▶ **CONSIGNE 1**
Énumérez tous ceux qui, d'après le texte sur l'Espace Jeunes, ont accepté de relever le défi.
▶ **CONSIGNE 2**
Dans le texte sur l'Espace Jeunes, recopiez le passage qui commence aux mots « Au fil des années, nous » et s'arrête après « dans ce dossier. », en renommant « climat » en « rapport ».

▶ **SOURCE**
-=-=-=-=-

Au fil des années, nous nous sommes attachés à développer, avec la Commune de FEYZIN, un vrai climat de confiance qui nous amène à une démarche collaborative qui dépasse la simple prestation. C’est particulièrement le cas dans ce dossier.

La ville souhaite ouvrir à l’automne 2018 un Espace Jeunes qui devra correspondre aux modes de faire de sa jeunesse. Pas encore Homo Economicus, jeunes et adolescents vivent pourtant à l’ère des usages numériques et d’un monde connecté et virtuel. Pas si virtuel que ça puisque les besoins de liens et de contacts s’expriment très forts dans les attentes des jeunes adolescents de 11 à 20 ans qui devraient être le public privilégié de cet espace. La ville nous a demandé de mettre en place un dispositif de concertation et de participation qui permette de dessiner, à égalité avec les élus et les professionnels du pôle Jeunesse, ce que sera ce lieu demain. Nous avons proposé d’organiser un atelier citoyen « jeunes ».

Le concept n’est pas nouveau : il mobilise, souvent sur 3 week-end, espacés chacun de 3 semaines environ, un panel, le plus représentatif possible, sur un territoire donné, tiré au sort, sans critères spécifiques de compétences particulières sur le sujet à traiter. L’idée est de faire appel à « l’expertise d’usage » des participants, leur demander, à partir de leur vécu, de répondre à une question précise qui leur est posée. Ils définissent librement le champ sur lequel ils veulent intervenir, font appel à des experts du sujet, des parties prenantes et au final, rédigent un avis qui sera remis au commanditaire. Cela se passe en week-end, dans un lieu dédié et quelque peu captif (c’est bien pour la concentration). Les journées sont longues, les personnes ne se connaissent souvent pas en amont, le travail est prégnant, engageant voire astreignant.

Nous avons fait le pari de réussir avec une cohorte de 30 jeunes, pour produire un cahier des charges structuré et argumenté, de ce que devra être ce lieu d’accueil qui se résume actuellement à un plateau de 200 m², situé au cœur de la Ville, dans le quartier de la Bégude. Un pari, certes, parce que pour avoir pratiqué l’exercice avec un public adulte, nous avons mesuré les complexités liées à une mobilisation du temps et des énergies dans la durée, liées à la difficulté de passer du JE au NOUS, liées à construire une vision et lui donner place dans la réalité et à bien d’autres questionnements et incertitudes. Le proposer à un public jeune pouvait relever de la gageure. La commune, les professionnels du pôle Jeunesse, les parents et plus de 25 participants de 11 à 23 ans, ont accepté de relever ce défi.

-=-=-=-=-

Enregistrements de zones étiquetées
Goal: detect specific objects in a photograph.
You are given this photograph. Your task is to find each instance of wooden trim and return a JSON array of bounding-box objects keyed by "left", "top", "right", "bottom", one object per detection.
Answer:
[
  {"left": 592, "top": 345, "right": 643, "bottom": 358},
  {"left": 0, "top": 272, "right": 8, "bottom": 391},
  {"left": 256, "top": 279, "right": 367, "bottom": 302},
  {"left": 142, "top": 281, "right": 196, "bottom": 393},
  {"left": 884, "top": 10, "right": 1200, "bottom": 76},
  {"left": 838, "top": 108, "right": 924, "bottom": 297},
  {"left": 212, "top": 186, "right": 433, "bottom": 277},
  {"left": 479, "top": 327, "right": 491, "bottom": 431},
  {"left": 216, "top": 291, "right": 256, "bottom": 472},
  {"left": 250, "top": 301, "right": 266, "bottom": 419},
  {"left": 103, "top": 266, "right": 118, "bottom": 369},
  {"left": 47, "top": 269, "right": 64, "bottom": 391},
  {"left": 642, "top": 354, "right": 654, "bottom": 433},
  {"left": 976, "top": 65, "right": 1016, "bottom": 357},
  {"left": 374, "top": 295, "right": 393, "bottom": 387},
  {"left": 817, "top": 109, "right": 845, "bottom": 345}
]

-=-=-=-=-

▶ **RÉPONSE ATTENDUE 1**
- La commune
- Les professionnels du pôle Jeunesse
- Les parents
- Plus de 25 participants de 11 à 23 ans

▶ **RÉPONSE ATTENDUE 2**
Au fil des années, nous nous sommes attachés à développer, avec la Commune de FEYZIN, un vrai rapport de confiance qui nous amène à une démarche collaborative qui dépasse la simple prestation. C’est particulièrement le cas dans ce dossier.